>> BEGIN Material shown

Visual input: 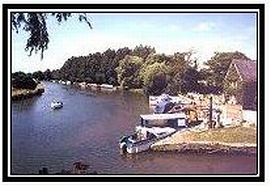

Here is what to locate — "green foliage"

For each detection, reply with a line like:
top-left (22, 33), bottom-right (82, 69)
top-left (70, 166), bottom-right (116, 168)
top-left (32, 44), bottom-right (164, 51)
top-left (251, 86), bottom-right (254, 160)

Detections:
top-left (140, 62), bottom-right (168, 95)
top-left (11, 12), bottom-right (92, 59)
top-left (43, 69), bottom-right (52, 81)
top-left (12, 72), bottom-right (37, 90)
top-left (32, 71), bottom-right (45, 81)
top-left (116, 55), bottom-right (143, 89)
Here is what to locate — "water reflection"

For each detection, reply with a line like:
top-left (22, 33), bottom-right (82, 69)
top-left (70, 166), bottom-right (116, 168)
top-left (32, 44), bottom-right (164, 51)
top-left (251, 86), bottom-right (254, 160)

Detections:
top-left (12, 83), bottom-right (256, 174)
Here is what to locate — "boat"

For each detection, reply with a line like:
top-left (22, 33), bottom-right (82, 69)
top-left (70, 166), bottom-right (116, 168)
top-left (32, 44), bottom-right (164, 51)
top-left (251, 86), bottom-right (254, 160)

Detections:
top-left (51, 101), bottom-right (63, 109)
top-left (119, 113), bottom-right (185, 154)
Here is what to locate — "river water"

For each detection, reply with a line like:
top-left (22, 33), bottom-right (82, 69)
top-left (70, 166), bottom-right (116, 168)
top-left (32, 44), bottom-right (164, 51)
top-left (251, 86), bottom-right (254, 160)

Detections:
top-left (11, 82), bottom-right (256, 174)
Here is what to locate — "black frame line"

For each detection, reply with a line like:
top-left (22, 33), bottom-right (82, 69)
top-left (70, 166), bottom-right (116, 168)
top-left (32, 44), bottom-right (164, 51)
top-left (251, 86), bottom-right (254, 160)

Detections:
top-left (2, 4), bottom-right (265, 182)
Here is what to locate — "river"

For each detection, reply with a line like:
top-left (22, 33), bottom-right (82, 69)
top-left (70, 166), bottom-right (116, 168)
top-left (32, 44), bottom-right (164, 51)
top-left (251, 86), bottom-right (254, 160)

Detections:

>> END Material shown

Requirement >>
Copy out all of the records again, replacing every "Here is what to locate" with "Target to find" and keeping everything else as it is. Leave the pictures out of your answer.

Result below >>
Visual input: 

Target to find — "green foliage"

For each detection, reply with a line like:
top-left (22, 33), bottom-right (82, 69)
top-left (70, 166), bottom-right (116, 168)
top-left (32, 44), bottom-right (164, 51)
top-left (251, 86), bottom-right (254, 160)

Detections:
top-left (140, 62), bottom-right (168, 95)
top-left (11, 12), bottom-right (92, 59)
top-left (43, 69), bottom-right (52, 81)
top-left (12, 72), bottom-right (37, 90)
top-left (32, 71), bottom-right (45, 81)
top-left (116, 55), bottom-right (143, 89)
Target to find — "water reflection"

For each detection, reply with a line like:
top-left (22, 33), bottom-right (82, 69)
top-left (70, 166), bottom-right (116, 168)
top-left (32, 44), bottom-right (164, 51)
top-left (251, 86), bottom-right (254, 160)

Detections:
top-left (12, 83), bottom-right (256, 174)
Target to find — "boat"

For each detection, reply with a line like:
top-left (22, 33), bottom-right (82, 69)
top-left (70, 166), bottom-right (116, 168)
top-left (32, 44), bottom-right (164, 51)
top-left (251, 86), bottom-right (254, 160)

Detections:
top-left (51, 101), bottom-right (63, 109)
top-left (119, 113), bottom-right (185, 154)
Target to find — "river water"

For each detection, reply with a line like:
top-left (22, 33), bottom-right (82, 69)
top-left (70, 166), bottom-right (116, 168)
top-left (32, 44), bottom-right (164, 51)
top-left (251, 86), bottom-right (254, 160)

Detections:
top-left (11, 82), bottom-right (256, 174)
Target to find — "black frame line"

For each detection, reply with a line like:
top-left (22, 33), bottom-right (82, 69)
top-left (70, 166), bottom-right (116, 168)
top-left (32, 44), bottom-right (164, 51)
top-left (251, 86), bottom-right (254, 160)

Detections:
top-left (2, 4), bottom-right (265, 182)
Target to find — "river"

For each detection, reply with a line like:
top-left (22, 33), bottom-right (82, 69)
top-left (70, 166), bottom-right (116, 168)
top-left (32, 44), bottom-right (164, 51)
top-left (251, 86), bottom-right (254, 160)

Detections:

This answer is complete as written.